» Page text
• • •
I want to open a shortcut file (.lnk) from a command.

I'm very new to this and so please bear with me. I can use the GO command to open a specific folder. For example:
GO path "C:"

However, specifying a shortcut file (.lnk) does nothing. For example,
GO path "C:\System32.lnk"

As I write, I'm thinking maybe this is because it is a file and not a folder.

My question remains, how do I get Opus to display a shortcut to a folder?

Thanks,

This works for me:

GO "C:\Windows\System32.lnk"

Just make sure you have the full path to the link in the quotes (and the right path, of course).

Another option might be to create an alias if you want a shorter command. If so, take a look at the help on aliases.

Quotes are are good habit, but only technically needed if the path contains spaces.

I think that command would take you to C:\Windows and select System32.lnk (if it exists), though? At least that's what it does from a quick test. I don't think it looks at what the shortcut points to at all.

GO C:\System32.lnk OPENCONTAINER=target gets us slightly closer, but still not all the way. It will go to the parent or what the shortcut points to and select the file or folder that the shortcut points to. But we want to go into that folder, not have it selected.
• • •
» Provided data
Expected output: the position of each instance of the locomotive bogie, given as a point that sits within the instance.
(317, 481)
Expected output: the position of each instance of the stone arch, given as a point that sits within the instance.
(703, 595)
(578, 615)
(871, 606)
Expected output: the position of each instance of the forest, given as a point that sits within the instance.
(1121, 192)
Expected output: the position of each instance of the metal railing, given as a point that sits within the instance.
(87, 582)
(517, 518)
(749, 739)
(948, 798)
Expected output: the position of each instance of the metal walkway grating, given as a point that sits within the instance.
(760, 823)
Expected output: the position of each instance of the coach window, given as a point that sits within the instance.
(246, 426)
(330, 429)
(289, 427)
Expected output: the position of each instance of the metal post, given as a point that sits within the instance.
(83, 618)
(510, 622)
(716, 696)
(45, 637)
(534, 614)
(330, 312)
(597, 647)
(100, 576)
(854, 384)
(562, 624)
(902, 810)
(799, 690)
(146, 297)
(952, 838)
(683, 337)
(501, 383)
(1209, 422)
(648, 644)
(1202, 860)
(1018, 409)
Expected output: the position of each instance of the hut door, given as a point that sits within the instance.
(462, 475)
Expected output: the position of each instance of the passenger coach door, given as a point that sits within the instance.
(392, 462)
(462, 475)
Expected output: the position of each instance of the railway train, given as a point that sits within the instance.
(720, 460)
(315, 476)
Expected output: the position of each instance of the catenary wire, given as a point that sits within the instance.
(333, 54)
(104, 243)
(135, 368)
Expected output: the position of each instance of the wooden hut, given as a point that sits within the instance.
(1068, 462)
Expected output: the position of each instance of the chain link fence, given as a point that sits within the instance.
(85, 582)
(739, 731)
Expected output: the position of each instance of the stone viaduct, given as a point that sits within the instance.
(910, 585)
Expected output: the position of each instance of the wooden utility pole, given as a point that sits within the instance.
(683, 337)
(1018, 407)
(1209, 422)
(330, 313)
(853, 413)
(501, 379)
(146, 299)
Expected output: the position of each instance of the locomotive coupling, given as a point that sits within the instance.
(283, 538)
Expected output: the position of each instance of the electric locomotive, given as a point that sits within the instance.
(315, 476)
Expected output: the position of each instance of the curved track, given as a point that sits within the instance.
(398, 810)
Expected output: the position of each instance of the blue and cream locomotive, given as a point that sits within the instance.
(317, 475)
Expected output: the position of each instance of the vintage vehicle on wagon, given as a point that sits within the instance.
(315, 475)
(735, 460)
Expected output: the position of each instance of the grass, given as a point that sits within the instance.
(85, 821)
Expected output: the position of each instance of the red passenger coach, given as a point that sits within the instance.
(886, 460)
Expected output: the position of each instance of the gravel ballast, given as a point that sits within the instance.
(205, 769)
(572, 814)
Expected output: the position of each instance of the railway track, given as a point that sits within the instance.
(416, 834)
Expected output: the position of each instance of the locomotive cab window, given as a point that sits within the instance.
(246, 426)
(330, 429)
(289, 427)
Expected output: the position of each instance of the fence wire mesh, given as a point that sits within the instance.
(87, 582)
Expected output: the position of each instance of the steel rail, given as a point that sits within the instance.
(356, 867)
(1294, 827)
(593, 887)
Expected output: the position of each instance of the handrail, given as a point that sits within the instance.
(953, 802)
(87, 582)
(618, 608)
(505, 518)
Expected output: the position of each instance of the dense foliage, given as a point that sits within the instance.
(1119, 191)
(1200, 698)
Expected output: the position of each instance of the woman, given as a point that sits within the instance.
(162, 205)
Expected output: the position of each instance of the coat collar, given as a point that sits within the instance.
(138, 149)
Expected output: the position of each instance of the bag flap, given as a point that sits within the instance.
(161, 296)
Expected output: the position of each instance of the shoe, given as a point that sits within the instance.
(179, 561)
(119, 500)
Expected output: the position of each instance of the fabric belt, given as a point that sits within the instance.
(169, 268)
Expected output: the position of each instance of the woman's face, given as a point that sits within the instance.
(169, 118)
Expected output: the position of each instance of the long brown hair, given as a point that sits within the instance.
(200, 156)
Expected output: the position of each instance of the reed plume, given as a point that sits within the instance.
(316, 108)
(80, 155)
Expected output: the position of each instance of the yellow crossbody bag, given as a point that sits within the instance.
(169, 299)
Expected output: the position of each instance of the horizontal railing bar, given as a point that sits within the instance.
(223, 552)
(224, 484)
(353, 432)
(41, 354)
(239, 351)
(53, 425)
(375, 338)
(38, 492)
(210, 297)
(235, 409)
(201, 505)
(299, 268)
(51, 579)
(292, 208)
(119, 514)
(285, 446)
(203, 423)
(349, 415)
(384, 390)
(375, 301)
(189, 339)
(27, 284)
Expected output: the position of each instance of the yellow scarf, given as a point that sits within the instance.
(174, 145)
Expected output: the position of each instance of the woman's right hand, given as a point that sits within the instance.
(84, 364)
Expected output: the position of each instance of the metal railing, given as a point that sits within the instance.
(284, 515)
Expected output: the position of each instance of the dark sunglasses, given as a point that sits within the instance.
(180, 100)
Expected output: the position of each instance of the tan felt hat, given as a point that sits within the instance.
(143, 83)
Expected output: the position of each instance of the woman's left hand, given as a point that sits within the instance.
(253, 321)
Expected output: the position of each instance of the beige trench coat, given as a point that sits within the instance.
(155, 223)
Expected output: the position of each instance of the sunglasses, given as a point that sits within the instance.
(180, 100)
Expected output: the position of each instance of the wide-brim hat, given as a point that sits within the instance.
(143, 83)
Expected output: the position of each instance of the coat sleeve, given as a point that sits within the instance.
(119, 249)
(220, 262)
• • •
» Written request
Copy out word for word the part of the shortcut-file thread starting with "GO C:\System32.lnk OPENCONTAINER=target" and going on through "have it selected.".

» Answer
GO C:\System32.lnk OPENCONTAINER=target gets us slightly closer, but still not all the way. It will go to the parent or what the shortcut points to and select the file or folder that the shortcut points to. But we want to go into that folder, not have it selected.